--- begin ---
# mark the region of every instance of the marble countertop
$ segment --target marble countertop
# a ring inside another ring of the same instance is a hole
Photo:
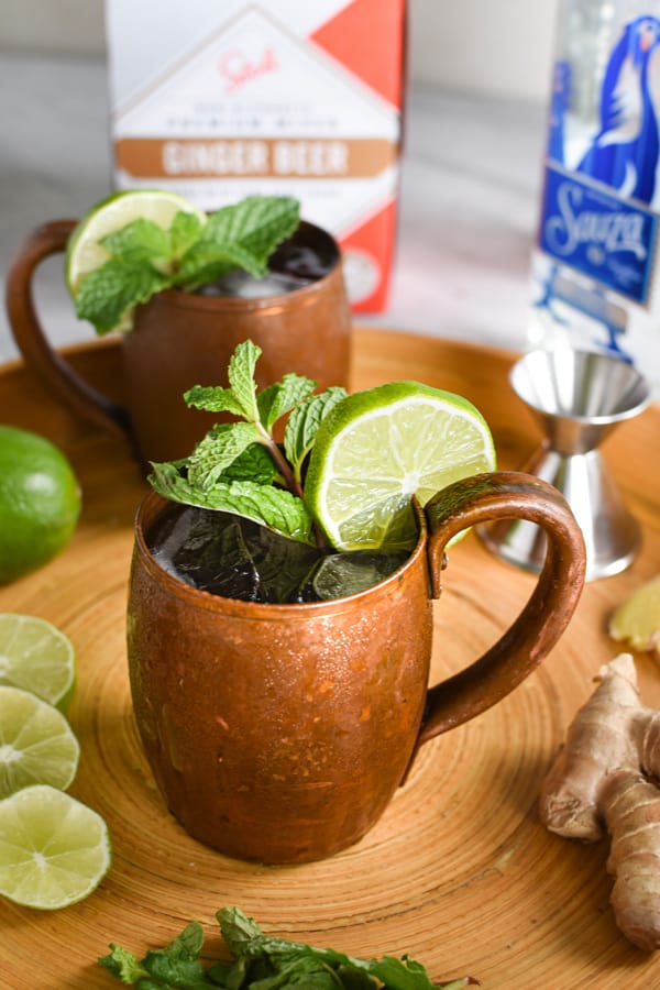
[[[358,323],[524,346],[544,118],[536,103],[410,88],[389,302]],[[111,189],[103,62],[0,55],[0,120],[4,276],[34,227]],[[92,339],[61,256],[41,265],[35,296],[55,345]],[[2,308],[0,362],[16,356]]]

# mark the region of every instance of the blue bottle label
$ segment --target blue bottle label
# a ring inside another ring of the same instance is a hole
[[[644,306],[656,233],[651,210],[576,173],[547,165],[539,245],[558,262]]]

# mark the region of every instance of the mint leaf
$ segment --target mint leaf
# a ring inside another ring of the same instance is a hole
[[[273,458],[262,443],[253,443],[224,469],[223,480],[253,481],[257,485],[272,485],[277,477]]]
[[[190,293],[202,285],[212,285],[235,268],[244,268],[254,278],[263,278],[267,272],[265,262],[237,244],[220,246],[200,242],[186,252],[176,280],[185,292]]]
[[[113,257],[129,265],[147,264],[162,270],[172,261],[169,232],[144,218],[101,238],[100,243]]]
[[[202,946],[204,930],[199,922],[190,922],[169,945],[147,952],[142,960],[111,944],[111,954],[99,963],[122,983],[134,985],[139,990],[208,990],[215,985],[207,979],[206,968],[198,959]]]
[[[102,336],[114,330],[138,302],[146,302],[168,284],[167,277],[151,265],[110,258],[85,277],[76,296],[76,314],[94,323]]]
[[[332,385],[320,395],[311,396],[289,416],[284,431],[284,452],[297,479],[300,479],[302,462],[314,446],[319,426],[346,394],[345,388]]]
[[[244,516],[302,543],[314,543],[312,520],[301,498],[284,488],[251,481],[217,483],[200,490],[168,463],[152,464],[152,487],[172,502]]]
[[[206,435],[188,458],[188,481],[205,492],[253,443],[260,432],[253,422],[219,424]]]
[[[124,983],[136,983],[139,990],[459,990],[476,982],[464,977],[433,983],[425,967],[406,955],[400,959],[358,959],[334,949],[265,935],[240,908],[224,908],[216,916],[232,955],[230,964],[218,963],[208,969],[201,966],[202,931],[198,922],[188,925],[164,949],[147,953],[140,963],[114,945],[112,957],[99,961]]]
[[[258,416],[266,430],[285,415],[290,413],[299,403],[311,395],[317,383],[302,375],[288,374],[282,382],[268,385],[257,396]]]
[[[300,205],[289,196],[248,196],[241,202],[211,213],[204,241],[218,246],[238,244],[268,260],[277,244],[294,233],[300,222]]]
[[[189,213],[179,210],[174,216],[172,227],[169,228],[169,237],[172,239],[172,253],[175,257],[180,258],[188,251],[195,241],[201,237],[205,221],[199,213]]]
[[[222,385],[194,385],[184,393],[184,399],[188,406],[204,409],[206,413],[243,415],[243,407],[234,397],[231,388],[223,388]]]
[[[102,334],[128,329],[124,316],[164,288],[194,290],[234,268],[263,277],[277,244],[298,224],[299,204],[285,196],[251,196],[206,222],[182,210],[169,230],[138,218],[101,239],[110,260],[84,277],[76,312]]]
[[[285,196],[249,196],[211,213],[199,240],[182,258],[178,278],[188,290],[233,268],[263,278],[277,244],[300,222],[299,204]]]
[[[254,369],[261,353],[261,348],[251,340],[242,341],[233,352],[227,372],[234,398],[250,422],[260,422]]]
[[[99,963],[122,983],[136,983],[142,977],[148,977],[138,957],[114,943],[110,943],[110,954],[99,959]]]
--- end ---
--- begin ---
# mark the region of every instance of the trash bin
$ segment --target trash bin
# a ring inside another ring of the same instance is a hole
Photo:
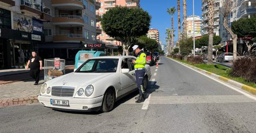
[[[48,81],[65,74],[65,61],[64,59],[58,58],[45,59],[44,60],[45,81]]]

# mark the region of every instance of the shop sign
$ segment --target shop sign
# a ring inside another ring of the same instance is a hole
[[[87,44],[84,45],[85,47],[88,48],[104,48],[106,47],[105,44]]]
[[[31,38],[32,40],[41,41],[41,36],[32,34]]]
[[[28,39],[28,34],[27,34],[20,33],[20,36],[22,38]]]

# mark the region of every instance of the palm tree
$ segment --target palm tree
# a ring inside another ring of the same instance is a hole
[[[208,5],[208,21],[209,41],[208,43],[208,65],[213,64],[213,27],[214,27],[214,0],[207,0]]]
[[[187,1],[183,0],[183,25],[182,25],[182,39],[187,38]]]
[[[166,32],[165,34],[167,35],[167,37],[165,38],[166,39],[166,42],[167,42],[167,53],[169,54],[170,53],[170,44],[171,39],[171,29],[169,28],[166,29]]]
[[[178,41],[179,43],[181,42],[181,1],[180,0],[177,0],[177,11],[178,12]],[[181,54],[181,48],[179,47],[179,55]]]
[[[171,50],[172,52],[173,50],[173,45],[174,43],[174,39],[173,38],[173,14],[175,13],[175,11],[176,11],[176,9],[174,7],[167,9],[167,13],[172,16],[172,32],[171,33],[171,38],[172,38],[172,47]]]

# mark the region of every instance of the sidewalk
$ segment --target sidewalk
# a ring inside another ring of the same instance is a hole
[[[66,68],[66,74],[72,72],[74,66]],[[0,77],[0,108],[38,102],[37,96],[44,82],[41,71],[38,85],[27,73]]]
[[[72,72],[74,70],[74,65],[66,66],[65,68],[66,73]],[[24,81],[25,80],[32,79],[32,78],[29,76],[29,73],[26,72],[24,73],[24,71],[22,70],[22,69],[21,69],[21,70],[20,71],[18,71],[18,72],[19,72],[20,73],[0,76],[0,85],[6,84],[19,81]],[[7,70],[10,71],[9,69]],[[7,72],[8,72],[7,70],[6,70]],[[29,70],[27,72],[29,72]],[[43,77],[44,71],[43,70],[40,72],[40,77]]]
--- end ---
_Work to do_. Render the listing from the line containing "# mark the region of every instance of the shop" down to the line containing "[[[28,39],[28,34],[27,34],[20,33],[20,36],[22,38]]]", both included, as a numbered list, leaving out any blank lines.

_Exercise response_.
1. # mark the region of every instance of the shop sign
2. $ segment --target shop sign
3. # a ring inside another ring of the same instance is a hole
4. [[[87,44],[84,45],[85,47],[88,48],[104,48],[106,47],[105,44]]]
5. [[[31,38],[32,40],[41,41],[41,36],[32,34]]]
6. [[[28,39],[28,34],[27,34],[20,33],[20,36],[22,38]]]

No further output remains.